*Directions*:
Reproduce exactly the lines beginning with the line that contains "Every instance of the yellow stamen" and ending at the final line of the material below.

(Point labeling dataset excerpts)
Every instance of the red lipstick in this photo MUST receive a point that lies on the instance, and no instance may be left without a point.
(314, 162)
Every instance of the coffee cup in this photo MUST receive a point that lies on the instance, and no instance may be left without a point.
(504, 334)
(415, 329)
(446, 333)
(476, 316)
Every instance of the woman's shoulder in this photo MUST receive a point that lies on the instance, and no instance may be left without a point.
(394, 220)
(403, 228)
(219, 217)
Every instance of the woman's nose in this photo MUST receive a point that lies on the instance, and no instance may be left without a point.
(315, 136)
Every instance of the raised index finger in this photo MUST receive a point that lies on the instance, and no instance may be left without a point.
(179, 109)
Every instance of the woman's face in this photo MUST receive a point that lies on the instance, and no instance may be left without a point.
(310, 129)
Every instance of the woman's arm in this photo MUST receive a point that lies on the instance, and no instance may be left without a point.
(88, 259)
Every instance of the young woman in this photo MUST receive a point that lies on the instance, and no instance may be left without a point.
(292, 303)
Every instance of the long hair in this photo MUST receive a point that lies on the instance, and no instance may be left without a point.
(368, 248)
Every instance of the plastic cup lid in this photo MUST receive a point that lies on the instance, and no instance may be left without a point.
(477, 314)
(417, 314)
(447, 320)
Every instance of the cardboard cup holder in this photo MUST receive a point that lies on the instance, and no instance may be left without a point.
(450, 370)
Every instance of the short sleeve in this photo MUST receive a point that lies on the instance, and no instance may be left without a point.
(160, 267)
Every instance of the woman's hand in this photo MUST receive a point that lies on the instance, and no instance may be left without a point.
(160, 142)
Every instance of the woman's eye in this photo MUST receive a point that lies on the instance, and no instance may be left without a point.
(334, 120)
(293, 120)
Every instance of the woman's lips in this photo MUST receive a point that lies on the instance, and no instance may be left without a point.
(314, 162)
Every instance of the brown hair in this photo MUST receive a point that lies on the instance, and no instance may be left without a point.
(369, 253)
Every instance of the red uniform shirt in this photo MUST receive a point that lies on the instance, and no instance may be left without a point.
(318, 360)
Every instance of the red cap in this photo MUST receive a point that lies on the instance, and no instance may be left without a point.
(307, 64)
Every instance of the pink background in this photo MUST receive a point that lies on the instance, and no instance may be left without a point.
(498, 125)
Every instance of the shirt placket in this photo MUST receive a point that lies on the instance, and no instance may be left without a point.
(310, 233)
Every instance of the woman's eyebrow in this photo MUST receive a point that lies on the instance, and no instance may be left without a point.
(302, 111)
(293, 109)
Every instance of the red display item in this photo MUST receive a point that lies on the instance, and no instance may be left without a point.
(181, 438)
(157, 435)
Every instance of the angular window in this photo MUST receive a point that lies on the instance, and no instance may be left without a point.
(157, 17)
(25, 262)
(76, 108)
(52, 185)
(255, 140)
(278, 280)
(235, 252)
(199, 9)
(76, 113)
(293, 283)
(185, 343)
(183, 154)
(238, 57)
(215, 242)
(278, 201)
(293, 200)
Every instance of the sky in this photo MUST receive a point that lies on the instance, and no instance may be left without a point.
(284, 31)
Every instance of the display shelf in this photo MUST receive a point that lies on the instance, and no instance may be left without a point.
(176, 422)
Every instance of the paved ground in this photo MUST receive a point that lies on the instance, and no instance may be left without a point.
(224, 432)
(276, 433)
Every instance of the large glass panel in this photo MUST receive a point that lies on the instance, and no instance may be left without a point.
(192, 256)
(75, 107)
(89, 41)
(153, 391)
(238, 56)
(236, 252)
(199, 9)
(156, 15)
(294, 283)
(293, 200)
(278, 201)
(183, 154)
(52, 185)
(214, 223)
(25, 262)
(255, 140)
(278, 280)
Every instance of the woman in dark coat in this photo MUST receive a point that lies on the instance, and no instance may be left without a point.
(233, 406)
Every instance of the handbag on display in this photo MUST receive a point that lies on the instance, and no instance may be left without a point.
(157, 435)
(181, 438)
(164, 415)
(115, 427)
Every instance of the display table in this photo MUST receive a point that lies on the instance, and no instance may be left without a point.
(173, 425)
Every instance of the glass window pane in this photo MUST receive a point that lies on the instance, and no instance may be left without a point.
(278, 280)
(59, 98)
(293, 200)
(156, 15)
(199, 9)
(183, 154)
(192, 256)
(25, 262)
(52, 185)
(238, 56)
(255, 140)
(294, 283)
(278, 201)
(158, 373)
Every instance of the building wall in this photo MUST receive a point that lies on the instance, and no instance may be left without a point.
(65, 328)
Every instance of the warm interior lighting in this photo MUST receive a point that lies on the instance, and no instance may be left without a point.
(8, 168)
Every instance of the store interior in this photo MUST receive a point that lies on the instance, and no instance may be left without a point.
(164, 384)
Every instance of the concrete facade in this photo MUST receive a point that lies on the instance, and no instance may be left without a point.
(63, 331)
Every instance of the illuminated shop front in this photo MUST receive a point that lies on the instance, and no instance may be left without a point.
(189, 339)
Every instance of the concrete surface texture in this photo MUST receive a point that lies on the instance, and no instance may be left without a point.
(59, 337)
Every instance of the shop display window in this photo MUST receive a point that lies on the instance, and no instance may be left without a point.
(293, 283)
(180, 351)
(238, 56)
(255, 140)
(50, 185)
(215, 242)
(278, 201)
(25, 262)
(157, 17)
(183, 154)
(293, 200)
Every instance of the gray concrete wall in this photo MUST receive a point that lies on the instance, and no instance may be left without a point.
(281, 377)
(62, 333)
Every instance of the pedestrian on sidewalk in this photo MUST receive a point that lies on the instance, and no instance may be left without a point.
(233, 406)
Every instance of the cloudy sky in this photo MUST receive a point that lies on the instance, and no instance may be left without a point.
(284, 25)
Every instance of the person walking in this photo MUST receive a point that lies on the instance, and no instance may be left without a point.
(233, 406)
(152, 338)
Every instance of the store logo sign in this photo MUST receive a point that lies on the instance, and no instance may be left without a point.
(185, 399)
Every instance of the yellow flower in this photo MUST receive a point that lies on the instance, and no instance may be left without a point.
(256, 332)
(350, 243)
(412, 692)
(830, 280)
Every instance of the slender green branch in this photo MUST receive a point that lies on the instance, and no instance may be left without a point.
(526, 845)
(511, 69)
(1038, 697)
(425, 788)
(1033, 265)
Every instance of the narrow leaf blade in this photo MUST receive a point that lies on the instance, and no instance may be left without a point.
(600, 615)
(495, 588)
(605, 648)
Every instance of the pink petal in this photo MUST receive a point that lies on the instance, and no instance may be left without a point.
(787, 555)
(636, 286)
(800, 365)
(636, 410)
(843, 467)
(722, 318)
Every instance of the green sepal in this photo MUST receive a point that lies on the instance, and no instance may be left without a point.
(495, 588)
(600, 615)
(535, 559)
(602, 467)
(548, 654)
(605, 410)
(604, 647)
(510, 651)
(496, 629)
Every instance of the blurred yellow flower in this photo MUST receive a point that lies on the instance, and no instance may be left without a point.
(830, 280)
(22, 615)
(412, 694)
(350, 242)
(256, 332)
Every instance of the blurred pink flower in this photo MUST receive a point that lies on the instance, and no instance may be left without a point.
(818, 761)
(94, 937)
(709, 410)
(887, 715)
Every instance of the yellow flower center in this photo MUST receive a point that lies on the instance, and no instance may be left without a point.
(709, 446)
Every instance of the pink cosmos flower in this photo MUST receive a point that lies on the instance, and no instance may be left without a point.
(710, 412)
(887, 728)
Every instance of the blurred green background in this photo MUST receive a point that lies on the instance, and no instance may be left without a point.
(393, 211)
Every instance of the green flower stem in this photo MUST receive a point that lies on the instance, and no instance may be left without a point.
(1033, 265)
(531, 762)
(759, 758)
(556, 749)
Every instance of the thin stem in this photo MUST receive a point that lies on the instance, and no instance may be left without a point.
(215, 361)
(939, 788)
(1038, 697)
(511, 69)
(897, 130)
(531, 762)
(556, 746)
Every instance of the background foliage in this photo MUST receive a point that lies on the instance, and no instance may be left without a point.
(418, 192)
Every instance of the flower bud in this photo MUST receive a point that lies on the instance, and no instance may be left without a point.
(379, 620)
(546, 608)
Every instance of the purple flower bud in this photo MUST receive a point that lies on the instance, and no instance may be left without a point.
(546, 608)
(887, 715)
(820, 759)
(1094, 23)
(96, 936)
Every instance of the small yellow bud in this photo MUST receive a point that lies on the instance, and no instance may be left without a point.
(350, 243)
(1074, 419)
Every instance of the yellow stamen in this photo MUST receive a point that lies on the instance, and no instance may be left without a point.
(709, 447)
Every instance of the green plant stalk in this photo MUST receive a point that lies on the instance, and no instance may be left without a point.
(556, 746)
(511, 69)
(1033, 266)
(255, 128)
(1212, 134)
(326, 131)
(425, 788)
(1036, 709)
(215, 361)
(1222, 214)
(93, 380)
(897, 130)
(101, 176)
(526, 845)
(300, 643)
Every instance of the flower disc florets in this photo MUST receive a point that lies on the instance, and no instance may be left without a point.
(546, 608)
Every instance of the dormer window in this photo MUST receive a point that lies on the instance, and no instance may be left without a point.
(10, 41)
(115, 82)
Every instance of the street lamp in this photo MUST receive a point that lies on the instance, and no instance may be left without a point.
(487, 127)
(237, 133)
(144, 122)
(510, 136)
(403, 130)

*Exercise result*:
Every instance of the yellow stamen in this photo MUST receive a point that lies on the instance, and no instance may be left without a point.
(709, 447)
Every instance of the green plant stalk in this photo MUST receive a point that lies on the instance, and no instance may be left without a point.
(556, 746)
(511, 69)
(1033, 266)
(255, 128)
(1212, 134)
(326, 131)
(425, 788)
(1036, 709)
(215, 361)
(1222, 214)
(93, 380)
(897, 130)
(101, 176)
(526, 845)
(300, 643)
Every instance of the flower disc florets in this photo MUST receive a point that lies on the instance, and no instance may be left without a point.
(546, 608)
Every instance of the dormer window in this photo MUST receive a point that lies on the instance, and no instance may be left without a point.
(10, 41)
(115, 82)
Every instance of the street lamp in this photo MUST receive a point that lies on the instance, and no instance may be left without a point.
(487, 127)
(237, 133)
(144, 122)
(510, 136)
(403, 130)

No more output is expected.